Written exercise
Can you write out every line of the data below again, including the lines that begin with "Note:", but with each x and y coordinate in the answers offset by -89?

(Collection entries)
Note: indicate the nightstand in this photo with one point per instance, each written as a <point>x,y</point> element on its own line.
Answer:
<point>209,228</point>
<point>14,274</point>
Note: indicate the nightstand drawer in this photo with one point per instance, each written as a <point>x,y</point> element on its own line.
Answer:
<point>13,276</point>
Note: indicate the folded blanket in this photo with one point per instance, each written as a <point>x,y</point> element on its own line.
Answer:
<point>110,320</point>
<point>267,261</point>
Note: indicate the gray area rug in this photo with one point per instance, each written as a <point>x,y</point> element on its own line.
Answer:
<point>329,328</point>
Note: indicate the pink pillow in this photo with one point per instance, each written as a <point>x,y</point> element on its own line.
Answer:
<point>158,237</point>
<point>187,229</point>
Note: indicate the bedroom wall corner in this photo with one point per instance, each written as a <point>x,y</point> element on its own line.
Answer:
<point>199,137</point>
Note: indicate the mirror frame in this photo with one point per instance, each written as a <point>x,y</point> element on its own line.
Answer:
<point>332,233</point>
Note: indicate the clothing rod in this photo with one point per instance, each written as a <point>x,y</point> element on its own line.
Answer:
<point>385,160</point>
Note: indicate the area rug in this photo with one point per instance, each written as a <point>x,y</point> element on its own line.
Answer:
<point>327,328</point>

Solution to this problem
Note: indicate the nightstand in this photo with one point per instance, each written as a <point>x,y</point> element on its own line.
Answer:
<point>120,139</point>
<point>-75,185</point>
Note: indicate the nightstand drawer in this photo with one point per instance, each written as a <point>x,y</point> element on its own line.
Answer:
<point>-76,187</point>
Note: indicate the folded blanket in this photo with one point per instance, each written as a <point>x,y</point> element on its own line.
Answer:
<point>21,231</point>
<point>178,172</point>
Note: indicate the gray area rug in this photo with one point per instance, each written as a <point>x,y</point> element on its own line.
Answer:
<point>240,239</point>
Note: indicate the pink pillow in this photo with one point per instance, each written as a <point>x,y</point> element on its own line.
Answer:
<point>69,148</point>
<point>98,140</point>
Note: indicate the bedroom wall corner in this photo with one point per instance, each written as a <point>x,y</point> element on its own line.
Answer:
<point>110,48</point>
Note: indicate the mirror frame in this photo with one point per instance, each written as a <point>x,y</point> element on its own line.
Answer:
<point>243,144</point>
Note: indicate the clothing rod in this photo with one point per instance, each written as a <point>x,y</point> element on its own line.
Answer:
<point>296,71</point>
Note: indicate the area rug in this photo with one point per instance, each written as a <point>x,y</point> element on its own line.
Answer:
<point>238,239</point>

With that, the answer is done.